*WHAT IS ASKED*
Output the line that contains "Verify that every instance of the red curtain" and every line after it to the end of the entries, with nothing added or left out.

## START

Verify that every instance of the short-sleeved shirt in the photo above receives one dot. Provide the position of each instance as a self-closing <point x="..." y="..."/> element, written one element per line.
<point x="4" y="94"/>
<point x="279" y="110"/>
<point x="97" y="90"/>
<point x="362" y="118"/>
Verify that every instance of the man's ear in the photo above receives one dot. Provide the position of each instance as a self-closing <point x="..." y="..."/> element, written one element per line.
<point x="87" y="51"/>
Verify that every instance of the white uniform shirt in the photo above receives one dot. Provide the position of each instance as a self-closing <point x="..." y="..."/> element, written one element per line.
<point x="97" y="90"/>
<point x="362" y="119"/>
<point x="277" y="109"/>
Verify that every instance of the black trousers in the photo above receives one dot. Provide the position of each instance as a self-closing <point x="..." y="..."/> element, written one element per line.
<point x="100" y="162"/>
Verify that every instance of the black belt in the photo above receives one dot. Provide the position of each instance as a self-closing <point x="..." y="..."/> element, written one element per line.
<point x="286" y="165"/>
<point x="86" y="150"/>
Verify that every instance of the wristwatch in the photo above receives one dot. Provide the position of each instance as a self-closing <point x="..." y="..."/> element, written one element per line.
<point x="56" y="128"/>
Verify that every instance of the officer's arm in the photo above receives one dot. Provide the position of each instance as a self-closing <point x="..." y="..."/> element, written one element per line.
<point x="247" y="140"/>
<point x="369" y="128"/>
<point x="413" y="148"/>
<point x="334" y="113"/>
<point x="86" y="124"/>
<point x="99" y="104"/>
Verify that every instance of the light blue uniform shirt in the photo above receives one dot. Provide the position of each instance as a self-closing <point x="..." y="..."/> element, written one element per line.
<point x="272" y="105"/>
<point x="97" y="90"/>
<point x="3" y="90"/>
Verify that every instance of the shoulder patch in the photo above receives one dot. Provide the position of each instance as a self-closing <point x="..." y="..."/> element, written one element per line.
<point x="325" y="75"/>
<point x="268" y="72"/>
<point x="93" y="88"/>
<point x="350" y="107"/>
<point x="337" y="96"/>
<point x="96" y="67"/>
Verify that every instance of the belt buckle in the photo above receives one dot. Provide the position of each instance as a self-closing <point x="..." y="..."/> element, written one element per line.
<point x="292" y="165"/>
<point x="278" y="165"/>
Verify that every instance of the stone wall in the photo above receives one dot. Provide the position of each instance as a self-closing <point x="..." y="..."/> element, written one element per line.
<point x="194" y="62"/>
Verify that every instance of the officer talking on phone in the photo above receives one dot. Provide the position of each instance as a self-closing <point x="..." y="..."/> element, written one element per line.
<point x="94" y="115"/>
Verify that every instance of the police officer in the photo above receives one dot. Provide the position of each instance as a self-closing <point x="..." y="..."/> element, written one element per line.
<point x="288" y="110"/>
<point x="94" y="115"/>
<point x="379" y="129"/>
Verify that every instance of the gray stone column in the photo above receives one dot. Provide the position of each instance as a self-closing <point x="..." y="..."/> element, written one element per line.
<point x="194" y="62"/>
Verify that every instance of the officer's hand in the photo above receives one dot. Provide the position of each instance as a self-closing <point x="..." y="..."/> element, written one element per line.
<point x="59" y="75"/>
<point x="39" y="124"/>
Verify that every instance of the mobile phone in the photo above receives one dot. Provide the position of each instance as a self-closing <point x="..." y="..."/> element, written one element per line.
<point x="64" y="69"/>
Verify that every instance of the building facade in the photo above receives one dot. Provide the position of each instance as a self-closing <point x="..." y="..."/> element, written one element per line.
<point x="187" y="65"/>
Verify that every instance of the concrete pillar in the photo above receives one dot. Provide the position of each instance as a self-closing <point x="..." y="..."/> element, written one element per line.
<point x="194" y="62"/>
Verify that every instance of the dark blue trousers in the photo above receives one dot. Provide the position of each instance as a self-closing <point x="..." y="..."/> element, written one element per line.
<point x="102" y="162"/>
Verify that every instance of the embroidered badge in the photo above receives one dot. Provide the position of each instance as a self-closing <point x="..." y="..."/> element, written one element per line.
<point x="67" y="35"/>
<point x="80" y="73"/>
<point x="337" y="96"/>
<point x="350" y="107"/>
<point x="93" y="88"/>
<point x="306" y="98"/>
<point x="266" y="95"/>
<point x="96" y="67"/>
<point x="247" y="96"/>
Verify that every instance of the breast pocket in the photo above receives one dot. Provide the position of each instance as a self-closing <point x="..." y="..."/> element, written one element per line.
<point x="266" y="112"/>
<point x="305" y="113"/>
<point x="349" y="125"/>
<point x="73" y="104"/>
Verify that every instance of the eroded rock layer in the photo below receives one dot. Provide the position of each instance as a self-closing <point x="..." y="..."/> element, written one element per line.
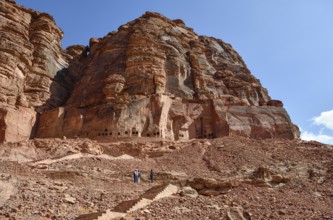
<point x="33" y="74"/>
<point x="154" y="77"/>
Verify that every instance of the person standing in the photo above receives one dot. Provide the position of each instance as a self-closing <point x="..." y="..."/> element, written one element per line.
<point x="136" y="176"/>
<point x="151" y="175"/>
<point x="139" y="176"/>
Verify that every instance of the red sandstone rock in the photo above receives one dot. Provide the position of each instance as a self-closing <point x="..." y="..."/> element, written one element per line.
<point x="157" y="78"/>
<point x="154" y="77"/>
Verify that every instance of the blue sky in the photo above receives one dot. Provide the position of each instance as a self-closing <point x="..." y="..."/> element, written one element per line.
<point x="287" y="44"/>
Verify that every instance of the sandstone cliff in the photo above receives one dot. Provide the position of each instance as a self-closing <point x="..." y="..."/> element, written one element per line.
<point x="33" y="74"/>
<point x="154" y="77"/>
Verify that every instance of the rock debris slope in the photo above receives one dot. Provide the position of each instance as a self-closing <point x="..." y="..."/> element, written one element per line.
<point x="33" y="69"/>
<point x="154" y="77"/>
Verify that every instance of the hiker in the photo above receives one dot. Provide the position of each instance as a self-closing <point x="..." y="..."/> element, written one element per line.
<point x="136" y="176"/>
<point x="151" y="176"/>
<point x="139" y="176"/>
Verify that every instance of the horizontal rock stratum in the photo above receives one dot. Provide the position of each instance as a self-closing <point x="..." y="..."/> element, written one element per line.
<point x="153" y="77"/>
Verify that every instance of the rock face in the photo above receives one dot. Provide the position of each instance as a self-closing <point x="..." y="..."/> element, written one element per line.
<point x="154" y="77"/>
<point x="33" y="74"/>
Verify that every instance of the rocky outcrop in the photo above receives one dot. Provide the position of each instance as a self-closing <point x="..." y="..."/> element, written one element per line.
<point x="154" y="77"/>
<point x="33" y="69"/>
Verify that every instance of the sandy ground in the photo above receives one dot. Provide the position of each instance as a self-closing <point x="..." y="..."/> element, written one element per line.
<point x="63" y="179"/>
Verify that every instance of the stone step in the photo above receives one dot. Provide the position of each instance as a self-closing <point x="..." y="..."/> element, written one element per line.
<point x="124" y="206"/>
<point x="90" y="216"/>
<point x="154" y="191"/>
<point x="168" y="191"/>
<point x="142" y="203"/>
<point x="153" y="194"/>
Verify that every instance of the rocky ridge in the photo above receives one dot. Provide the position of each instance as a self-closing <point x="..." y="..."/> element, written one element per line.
<point x="154" y="77"/>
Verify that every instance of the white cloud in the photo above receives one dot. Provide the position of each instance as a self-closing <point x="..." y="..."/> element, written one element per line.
<point x="325" y="119"/>
<point x="308" y="136"/>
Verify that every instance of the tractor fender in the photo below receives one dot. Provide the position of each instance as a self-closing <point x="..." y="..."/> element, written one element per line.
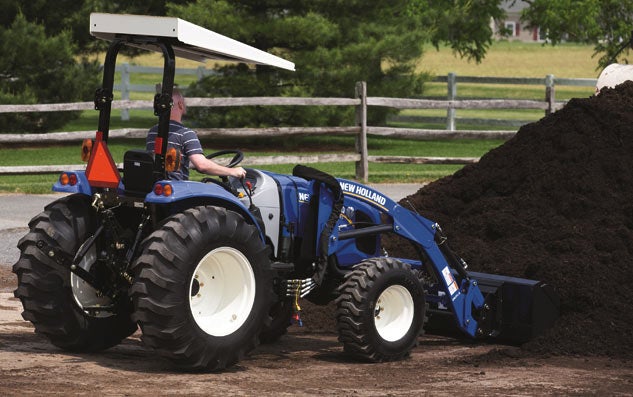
<point x="191" y="194"/>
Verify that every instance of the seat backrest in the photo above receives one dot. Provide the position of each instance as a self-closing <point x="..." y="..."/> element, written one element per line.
<point x="138" y="172"/>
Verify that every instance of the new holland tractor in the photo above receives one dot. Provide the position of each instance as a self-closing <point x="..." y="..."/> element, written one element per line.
<point x="208" y="269"/>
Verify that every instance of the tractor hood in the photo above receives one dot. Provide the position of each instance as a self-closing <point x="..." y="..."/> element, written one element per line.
<point x="189" y="41"/>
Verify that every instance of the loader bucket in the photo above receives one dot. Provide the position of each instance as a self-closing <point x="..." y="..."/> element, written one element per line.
<point x="520" y="309"/>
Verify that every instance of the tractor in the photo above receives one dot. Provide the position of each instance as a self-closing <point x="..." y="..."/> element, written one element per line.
<point x="209" y="269"/>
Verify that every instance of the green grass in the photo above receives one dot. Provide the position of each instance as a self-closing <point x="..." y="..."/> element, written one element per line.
<point x="504" y="59"/>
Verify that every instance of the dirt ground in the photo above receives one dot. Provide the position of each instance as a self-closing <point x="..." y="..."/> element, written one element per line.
<point x="304" y="362"/>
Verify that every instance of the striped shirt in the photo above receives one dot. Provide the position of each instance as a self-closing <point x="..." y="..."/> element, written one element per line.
<point x="183" y="139"/>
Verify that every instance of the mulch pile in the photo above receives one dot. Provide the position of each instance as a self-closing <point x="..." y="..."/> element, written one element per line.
<point x="554" y="203"/>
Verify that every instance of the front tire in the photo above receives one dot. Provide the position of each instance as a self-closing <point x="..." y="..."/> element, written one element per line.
<point x="203" y="288"/>
<point x="381" y="310"/>
<point x="53" y="298"/>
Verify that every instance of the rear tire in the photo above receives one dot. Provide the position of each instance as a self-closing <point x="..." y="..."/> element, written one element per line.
<point x="203" y="289"/>
<point x="381" y="310"/>
<point x="50" y="293"/>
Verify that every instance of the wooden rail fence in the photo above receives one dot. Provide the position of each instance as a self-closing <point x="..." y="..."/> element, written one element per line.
<point x="361" y="130"/>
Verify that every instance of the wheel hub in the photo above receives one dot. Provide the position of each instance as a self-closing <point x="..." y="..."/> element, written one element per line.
<point x="222" y="291"/>
<point x="394" y="312"/>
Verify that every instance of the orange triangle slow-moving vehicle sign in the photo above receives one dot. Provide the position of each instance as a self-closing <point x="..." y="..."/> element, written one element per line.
<point x="101" y="170"/>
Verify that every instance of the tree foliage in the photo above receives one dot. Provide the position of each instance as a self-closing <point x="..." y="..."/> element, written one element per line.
<point x="608" y="24"/>
<point x="36" y="68"/>
<point x="333" y="44"/>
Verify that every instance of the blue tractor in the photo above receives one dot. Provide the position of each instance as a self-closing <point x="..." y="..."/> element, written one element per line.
<point x="209" y="269"/>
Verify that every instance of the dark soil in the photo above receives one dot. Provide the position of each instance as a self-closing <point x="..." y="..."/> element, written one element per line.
<point x="554" y="203"/>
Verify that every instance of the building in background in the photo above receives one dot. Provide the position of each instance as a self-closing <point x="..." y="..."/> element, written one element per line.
<point x="518" y="30"/>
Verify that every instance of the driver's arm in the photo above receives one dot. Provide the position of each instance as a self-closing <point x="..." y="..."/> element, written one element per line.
<point x="210" y="167"/>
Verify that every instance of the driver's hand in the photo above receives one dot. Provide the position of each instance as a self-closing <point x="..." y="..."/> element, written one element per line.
<point x="238" y="172"/>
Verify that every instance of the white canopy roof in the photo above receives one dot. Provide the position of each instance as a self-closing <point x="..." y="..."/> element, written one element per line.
<point x="190" y="41"/>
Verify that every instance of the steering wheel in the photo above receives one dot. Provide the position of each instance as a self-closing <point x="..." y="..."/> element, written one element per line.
<point x="238" y="156"/>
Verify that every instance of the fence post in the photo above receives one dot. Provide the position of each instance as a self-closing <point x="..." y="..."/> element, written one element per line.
<point x="362" y="166"/>
<point x="550" y="94"/>
<point x="125" y="89"/>
<point x="452" y="95"/>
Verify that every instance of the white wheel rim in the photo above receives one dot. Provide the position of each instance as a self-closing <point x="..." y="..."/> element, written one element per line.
<point x="222" y="291"/>
<point x="393" y="314"/>
<point x="85" y="295"/>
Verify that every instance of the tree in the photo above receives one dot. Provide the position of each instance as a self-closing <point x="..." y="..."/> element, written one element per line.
<point x="35" y="68"/>
<point x="333" y="44"/>
<point x="608" y="24"/>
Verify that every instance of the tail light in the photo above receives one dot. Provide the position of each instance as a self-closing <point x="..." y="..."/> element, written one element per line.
<point x="163" y="189"/>
<point x="68" y="179"/>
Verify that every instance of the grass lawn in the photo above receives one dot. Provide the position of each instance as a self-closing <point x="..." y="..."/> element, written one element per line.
<point x="504" y="59"/>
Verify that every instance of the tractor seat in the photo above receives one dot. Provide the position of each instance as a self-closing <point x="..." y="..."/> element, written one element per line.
<point x="138" y="172"/>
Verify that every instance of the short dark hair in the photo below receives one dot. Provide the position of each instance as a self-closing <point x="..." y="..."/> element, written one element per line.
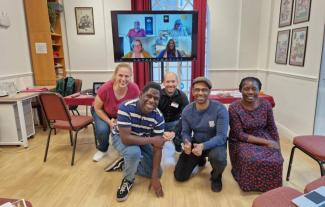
<point x="259" y="83"/>
<point x="153" y="85"/>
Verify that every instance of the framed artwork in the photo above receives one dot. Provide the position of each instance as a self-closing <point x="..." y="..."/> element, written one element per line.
<point x="84" y="20"/>
<point x="302" y="11"/>
<point x="298" y="46"/>
<point x="282" y="46"/>
<point x="285" y="13"/>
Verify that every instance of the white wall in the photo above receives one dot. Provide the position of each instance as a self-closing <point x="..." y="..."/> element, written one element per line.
<point x="295" y="88"/>
<point x="242" y="42"/>
<point x="224" y="30"/>
<point x="14" y="51"/>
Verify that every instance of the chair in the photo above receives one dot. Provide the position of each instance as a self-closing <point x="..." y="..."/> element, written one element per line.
<point x="282" y="196"/>
<point x="311" y="145"/>
<point x="58" y="117"/>
<point x="77" y="89"/>
<point x="315" y="184"/>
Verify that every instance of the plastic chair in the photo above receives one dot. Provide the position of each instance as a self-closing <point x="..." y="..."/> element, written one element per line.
<point x="281" y="197"/>
<point x="311" y="145"/>
<point x="58" y="117"/>
<point x="77" y="89"/>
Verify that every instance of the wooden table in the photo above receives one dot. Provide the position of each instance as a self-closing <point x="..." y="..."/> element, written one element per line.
<point x="16" y="119"/>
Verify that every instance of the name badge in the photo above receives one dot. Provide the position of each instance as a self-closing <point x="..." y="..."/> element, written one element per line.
<point x="175" y="105"/>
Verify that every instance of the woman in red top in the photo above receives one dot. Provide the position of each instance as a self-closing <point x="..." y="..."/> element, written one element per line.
<point x="108" y="98"/>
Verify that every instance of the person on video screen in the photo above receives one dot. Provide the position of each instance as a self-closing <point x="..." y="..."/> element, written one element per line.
<point x="137" y="50"/>
<point x="170" y="51"/>
<point x="136" y="31"/>
<point x="178" y="29"/>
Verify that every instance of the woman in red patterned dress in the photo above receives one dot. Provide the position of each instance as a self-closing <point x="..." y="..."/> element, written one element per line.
<point x="254" y="140"/>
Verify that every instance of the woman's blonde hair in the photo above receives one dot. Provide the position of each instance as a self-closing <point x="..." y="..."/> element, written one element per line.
<point x="121" y="65"/>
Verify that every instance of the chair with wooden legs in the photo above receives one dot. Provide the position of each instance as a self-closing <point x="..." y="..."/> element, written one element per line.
<point x="311" y="145"/>
<point x="58" y="117"/>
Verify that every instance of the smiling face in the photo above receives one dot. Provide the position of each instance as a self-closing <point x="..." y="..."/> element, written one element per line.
<point x="122" y="77"/>
<point x="137" y="46"/>
<point x="136" y="26"/>
<point x="149" y="100"/>
<point x="200" y="92"/>
<point x="171" y="45"/>
<point x="170" y="83"/>
<point x="250" y="91"/>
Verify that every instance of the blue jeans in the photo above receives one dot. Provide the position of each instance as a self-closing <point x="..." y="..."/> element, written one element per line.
<point x="175" y="126"/>
<point x="186" y="163"/>
<point x="137" y="158"/>
<point x="102" y="132"/>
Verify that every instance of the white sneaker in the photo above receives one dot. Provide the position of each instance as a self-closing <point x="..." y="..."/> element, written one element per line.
<point x="99" y="155"/>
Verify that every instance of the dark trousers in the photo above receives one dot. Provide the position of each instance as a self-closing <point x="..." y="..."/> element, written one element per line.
<point x="186" y="163"/>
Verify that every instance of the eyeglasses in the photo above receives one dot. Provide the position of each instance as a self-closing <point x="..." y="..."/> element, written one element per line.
<point x="203" y="90"/>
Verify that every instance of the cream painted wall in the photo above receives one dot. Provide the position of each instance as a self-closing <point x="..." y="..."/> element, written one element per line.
<point x="295" y="88"/>
<point x="15" y="62"/>
<point x="242" y="42"/>
<point x="223" y="32"/>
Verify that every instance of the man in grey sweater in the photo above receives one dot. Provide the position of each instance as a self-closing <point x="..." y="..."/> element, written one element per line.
<point x="204" y="133"/>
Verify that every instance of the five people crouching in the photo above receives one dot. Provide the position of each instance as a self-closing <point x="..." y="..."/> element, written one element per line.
<point x="141" y="126"/>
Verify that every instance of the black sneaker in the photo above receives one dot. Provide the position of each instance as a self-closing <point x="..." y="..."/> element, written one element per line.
<point x="216" y="185"/>
<point x="123" y="190"/>
<point x="178" y="148"/>
<point x="117" y="165"/>
<point x="202" y="162"/>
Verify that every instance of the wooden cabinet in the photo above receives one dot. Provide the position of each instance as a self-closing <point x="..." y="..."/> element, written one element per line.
<point x="46" y="46"/>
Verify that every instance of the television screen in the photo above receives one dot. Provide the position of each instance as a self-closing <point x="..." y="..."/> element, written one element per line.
<point x="154" y="36"/>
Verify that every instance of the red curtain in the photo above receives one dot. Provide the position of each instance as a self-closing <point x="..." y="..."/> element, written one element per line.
<point x="141" y="69"/>
<point x="198" y="64"/>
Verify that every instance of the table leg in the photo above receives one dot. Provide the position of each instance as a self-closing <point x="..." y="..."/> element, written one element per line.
<point x="22" y="123"/>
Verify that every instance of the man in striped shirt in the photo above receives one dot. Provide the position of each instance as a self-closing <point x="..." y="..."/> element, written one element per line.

## END

*SOLUTION FOR THIS TASK*
Verify that every instance of the red curtain in the photo above receives one dot. Provide the position of each instance as a self-closing <point x="..." y="..."/> element, written one element per line.
<point x="141" y="69"/>
<point x="198" y="64"/>
Verify that every instance of the table leg in the photo above receives one dot. Provide the position of each instance as a self-closing <point x="..." y="..."/> element, written one element per line.
<point x="22" y="123"/>
Verify that every instance of the man in striped shirt in the photo above receives one dot. Provide the position of each instance as a self-closing <point x="..." y="..."/> element, written one element per line.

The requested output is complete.